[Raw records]
****

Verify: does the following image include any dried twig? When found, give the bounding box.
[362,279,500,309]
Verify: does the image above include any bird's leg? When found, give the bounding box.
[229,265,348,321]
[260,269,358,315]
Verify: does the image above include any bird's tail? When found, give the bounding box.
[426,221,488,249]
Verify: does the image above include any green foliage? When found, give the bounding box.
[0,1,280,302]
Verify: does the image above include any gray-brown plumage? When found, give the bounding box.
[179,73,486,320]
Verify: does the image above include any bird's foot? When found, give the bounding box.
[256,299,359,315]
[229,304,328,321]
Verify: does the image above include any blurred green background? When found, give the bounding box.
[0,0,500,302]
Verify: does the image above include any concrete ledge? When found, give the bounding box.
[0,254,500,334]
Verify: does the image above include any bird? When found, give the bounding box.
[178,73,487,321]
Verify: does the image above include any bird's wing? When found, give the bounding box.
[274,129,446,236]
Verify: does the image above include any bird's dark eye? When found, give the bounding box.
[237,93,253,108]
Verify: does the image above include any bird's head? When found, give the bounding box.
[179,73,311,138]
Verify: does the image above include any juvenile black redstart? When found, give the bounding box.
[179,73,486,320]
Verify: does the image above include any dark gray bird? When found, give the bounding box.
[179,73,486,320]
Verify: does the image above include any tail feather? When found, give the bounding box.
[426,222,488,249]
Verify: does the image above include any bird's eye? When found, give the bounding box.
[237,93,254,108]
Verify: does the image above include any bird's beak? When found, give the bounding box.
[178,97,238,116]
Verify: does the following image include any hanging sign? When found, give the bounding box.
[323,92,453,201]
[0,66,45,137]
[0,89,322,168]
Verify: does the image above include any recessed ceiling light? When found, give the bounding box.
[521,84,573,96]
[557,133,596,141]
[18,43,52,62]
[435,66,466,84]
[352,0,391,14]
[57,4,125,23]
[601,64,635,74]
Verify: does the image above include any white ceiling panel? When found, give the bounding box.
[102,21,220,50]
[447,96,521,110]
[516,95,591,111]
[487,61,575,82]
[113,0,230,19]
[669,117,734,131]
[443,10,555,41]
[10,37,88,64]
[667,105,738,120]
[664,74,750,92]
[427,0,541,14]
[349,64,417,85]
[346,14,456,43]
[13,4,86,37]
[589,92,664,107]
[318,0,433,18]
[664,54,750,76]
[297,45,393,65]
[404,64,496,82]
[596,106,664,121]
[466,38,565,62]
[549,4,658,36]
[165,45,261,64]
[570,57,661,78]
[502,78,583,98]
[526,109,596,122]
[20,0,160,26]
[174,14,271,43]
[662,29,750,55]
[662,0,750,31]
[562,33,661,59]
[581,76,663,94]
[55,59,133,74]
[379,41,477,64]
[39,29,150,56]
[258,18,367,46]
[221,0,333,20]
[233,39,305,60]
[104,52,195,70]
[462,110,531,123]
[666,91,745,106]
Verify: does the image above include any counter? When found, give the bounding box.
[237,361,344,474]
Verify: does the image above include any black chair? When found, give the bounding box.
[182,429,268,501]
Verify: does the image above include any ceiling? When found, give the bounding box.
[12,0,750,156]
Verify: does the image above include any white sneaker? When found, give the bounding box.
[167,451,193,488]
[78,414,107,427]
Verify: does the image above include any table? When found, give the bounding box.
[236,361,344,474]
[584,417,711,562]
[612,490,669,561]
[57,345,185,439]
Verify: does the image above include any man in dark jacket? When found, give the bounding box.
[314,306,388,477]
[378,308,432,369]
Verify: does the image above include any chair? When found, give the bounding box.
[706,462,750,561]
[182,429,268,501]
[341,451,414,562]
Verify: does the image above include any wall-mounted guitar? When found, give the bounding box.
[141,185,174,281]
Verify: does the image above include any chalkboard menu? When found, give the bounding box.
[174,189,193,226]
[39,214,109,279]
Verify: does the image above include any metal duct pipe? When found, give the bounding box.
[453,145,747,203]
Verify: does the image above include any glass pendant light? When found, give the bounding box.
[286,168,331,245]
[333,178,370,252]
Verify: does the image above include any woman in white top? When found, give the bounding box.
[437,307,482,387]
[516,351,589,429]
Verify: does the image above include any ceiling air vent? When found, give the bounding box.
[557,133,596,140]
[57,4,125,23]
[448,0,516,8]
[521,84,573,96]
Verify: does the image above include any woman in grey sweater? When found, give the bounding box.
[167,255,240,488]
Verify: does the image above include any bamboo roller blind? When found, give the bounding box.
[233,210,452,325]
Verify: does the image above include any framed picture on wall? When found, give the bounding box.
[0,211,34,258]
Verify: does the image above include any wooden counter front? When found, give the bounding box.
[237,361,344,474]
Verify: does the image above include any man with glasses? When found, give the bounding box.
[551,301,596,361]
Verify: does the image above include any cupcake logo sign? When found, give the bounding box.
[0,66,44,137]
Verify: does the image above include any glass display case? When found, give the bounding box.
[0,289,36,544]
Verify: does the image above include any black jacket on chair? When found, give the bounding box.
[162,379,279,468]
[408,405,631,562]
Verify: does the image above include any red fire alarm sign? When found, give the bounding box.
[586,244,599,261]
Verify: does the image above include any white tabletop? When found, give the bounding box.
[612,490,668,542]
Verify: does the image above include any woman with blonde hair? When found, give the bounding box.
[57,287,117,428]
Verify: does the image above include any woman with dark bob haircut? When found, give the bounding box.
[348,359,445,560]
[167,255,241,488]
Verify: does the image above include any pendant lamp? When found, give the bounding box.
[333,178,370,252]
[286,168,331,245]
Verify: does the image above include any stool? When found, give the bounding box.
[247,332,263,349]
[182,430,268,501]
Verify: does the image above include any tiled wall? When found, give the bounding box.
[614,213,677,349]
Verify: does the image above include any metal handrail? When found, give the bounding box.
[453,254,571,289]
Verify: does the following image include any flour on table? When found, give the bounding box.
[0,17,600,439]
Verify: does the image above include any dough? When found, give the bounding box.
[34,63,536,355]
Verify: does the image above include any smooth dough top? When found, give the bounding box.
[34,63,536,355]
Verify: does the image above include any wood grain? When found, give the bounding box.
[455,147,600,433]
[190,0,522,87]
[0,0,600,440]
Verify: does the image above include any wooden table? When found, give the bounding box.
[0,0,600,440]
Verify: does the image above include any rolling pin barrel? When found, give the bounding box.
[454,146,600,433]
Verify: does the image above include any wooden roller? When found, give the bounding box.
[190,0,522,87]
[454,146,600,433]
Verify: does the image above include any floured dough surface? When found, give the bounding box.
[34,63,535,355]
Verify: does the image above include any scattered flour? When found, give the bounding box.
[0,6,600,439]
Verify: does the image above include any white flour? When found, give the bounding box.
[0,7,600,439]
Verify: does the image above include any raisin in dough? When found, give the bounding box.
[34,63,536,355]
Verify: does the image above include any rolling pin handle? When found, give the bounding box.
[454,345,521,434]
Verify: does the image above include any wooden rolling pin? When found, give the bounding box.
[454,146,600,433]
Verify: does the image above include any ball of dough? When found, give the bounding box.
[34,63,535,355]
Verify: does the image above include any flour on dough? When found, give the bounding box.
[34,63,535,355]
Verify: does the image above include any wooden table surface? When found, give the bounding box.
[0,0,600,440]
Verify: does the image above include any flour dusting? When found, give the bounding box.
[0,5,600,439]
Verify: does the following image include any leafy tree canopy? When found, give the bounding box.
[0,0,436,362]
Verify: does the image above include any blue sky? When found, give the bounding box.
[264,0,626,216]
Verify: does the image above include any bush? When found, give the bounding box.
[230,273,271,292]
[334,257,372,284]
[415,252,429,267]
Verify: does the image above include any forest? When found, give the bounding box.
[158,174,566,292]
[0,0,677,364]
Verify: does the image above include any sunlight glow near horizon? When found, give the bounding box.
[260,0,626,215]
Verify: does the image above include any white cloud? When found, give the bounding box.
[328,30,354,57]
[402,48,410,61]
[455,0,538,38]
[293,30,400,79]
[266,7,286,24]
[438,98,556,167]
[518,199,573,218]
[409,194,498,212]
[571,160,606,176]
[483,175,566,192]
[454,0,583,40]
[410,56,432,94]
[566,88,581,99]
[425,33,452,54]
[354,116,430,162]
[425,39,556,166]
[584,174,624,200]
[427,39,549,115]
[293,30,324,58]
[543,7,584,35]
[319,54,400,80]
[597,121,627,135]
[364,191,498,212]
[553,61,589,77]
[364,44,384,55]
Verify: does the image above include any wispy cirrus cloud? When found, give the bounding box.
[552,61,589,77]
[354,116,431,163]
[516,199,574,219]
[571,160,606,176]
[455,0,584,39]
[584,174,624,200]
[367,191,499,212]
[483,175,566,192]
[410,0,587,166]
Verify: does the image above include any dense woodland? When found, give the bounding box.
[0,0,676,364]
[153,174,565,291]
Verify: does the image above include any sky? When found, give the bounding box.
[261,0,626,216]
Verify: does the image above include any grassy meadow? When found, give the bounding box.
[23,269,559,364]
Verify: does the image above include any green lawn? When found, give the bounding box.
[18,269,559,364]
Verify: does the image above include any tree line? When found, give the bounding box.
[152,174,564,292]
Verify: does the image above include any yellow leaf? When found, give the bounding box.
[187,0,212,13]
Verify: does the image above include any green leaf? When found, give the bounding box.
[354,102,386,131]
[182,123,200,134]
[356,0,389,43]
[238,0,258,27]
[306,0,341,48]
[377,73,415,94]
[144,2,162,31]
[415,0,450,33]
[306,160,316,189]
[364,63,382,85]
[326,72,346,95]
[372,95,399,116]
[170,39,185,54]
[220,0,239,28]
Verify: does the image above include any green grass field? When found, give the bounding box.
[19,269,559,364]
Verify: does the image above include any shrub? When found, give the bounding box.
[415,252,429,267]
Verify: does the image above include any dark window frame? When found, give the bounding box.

****

| TASK GOAL |
Extract the closing run of lines, starting with the one containing "Verify: does the image above include any green lawn?" and ending at the last, exactly as written.

| WRITTEN REPLY |
Verify: does the image above include any green lawn? When found, give the bounding box.
[18,269,559,364]
Verify: does the image above include any tree line? When found, give the bounding box.
[152,174,564,292]
Verify: does the image above include any yellow leaf? When found, give the bounding box.
[187,0,212,13]
Verify: does the image above include any green leaf? When found, give the bounding box.
[354,102,386,131]
[182,123,200,134]
[356,0,389,43]
[238,0,258,27]
[306,0,341,48]
[377,73,415,94]
[144,2,162,31]
[415,0,450,33]
[306,160,316,189]
[364,63,382,85]
[326,72,346,95]
[372,95,399,116]
[170,39,185,54]
[220,0,239,28]
Verify: does the image above include any green grass field? When found, give the bounding box.
[19,269,559,364]
Verify: does the image above include any shrub? When found, give the bounding box.
[415,252,429,267]
Verify: does the image above include any dark window frame? When found, give the bounding box.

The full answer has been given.